====== EXERCISE MATERIALS ======

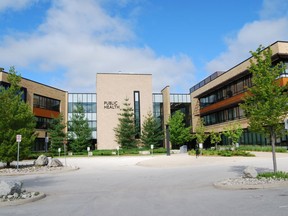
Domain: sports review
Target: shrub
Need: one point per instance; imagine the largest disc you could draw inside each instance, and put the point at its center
(223, 153)
(266, 148)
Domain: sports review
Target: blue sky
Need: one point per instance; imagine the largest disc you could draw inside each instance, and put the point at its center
(64, 43)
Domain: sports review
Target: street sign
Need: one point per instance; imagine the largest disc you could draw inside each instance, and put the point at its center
(286, 123)
(18, 138)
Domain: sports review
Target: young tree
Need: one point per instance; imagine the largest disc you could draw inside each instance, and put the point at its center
(266, 103)
(179, 133)
(125, 131)
(233, 132)
(152, 133)
(79, 132)
(56, 133)
(16, 117)
(215, 138)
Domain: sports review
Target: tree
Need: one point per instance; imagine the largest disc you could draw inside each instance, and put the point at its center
(125, 131)
(266, 103)
(200, 134)
(152, 133)
(179, 133)
(233, 132)
(16, 117)
(56, 133)
(215, 138)
(79, 132)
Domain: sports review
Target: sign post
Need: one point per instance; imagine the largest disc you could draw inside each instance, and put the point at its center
(59, 151)
(65, 148)
(18, 140)
(286, 123)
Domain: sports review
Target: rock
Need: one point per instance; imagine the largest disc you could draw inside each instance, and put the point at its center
(42, 160)
(250, 172)
(10, 187)
(54, 162)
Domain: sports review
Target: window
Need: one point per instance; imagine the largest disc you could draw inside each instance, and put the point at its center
(46, 103)
(137, 113)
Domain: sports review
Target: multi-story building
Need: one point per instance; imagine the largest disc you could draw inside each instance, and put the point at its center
(46, 103)
(216, 99)
(88, 102)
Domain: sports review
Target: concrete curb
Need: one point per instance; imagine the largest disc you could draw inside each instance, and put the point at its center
(56, 171)
(222, 185)
(23, 201)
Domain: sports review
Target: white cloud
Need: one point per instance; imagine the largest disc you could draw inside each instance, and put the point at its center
(274, 9)
(15, 4)
(273, 26)
(82, 39)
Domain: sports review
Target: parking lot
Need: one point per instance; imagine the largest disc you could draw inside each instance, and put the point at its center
(152, 185)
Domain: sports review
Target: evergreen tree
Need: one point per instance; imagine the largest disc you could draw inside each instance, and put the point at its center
(266, 103)
(215, 138)
(16, 117)
(56, 133)
(179, 133)
(79, 132)
(152, 133)
(125, 131)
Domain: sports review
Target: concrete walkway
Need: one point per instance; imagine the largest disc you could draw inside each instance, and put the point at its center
(152, 186)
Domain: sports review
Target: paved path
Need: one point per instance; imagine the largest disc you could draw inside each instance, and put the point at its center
(146, 185)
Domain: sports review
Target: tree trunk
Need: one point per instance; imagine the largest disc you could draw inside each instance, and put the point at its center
(273, 141)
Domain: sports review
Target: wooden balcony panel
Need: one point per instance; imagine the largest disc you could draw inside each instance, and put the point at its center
(45, 113)
(222, 104)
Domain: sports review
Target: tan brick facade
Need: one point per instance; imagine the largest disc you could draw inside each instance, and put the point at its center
(112, 89)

======

*WHAT YOU SHOULD DO*:
Repeat, exactly as they stand above, the lines from the line with "Target: white cloud" to the line with "Target: tree trunk", both lines included.

*RESULT FOR THIS EXERCISE*:
Target: white cloud
Need: one point per instance; imagine the largest disc you could draw inside each instance, and put the point at its center
(274, 9)
(15, 4)
(273, 26)
(82, 39)
Domain: sports review
Target: parking lot
Need: one point per instance; imagine the largest disc you could draw inside each instance, and put the point at its center
(152, 185)
Domain: sports review
Target: evergreen tree
Need: one point per instance; imagine the largest disc you could draw inside each instance, and put the point at its center
(266, 103)
(215, 138)
(16, 117)
(56, 133)
(179, 133)
(79, 132)
(152, 133)
(125, 131)
Domain: sports review
Target: concrete walkway
Need: one point per instance; imagine the largest disc you could draw inside each instance, and put the point at its center
(152, 186)
Domain: sports review
Target: paved path
Need: one point per instance; imagine the largest disc you could draw inside each instance, and put the point at its center
(146, 185)
Domain: sports review
Target: tree trunk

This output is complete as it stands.